[[ Data for this task, beginning ]]

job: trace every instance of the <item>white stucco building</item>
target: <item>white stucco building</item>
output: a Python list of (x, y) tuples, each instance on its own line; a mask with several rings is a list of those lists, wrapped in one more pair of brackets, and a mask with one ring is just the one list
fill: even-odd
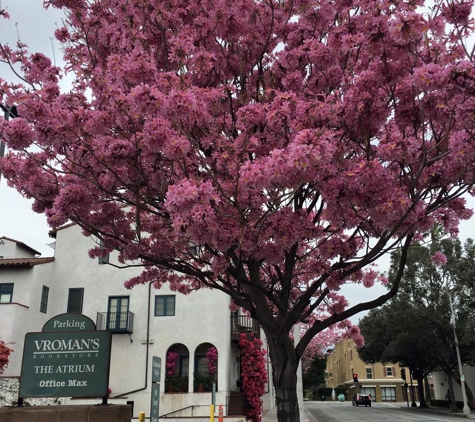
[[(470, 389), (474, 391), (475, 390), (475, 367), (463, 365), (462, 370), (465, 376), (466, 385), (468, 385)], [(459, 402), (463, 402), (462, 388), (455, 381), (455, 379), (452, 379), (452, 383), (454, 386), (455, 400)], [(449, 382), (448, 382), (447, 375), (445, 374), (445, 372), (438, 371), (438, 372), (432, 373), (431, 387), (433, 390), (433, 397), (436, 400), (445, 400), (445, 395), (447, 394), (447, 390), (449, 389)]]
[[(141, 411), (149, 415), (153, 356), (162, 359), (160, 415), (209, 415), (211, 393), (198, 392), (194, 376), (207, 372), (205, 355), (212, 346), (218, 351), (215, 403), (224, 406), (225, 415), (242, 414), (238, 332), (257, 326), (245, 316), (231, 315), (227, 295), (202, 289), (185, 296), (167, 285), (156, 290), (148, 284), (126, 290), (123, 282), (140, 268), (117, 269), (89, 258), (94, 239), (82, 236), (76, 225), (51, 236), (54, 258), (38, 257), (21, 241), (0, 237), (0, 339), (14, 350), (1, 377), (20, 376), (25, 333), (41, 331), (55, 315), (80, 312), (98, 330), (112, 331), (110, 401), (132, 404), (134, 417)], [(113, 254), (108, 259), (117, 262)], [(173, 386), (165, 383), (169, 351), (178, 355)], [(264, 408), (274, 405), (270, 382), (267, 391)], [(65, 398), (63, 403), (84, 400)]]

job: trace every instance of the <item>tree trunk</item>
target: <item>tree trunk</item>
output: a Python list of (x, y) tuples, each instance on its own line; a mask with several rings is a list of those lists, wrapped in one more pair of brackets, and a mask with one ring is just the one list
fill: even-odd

[[ Data for this task, end ]]
[[ Data for this task, beginning ]]

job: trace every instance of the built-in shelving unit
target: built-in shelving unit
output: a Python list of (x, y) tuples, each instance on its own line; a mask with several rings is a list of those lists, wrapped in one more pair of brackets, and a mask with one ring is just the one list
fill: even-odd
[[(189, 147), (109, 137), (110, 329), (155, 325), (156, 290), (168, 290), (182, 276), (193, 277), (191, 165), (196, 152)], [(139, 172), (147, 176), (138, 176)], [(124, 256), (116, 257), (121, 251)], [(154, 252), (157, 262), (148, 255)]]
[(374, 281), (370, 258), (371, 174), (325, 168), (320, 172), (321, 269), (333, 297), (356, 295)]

[[ Data for this task, end ]]

:: Exercise instructions ::
If the string "tree" is in a line of the entries, pick that line out.

:: Task output ::
job: trace every instance of the <item>tree trunk</item>
target: <item>tree trunk</item>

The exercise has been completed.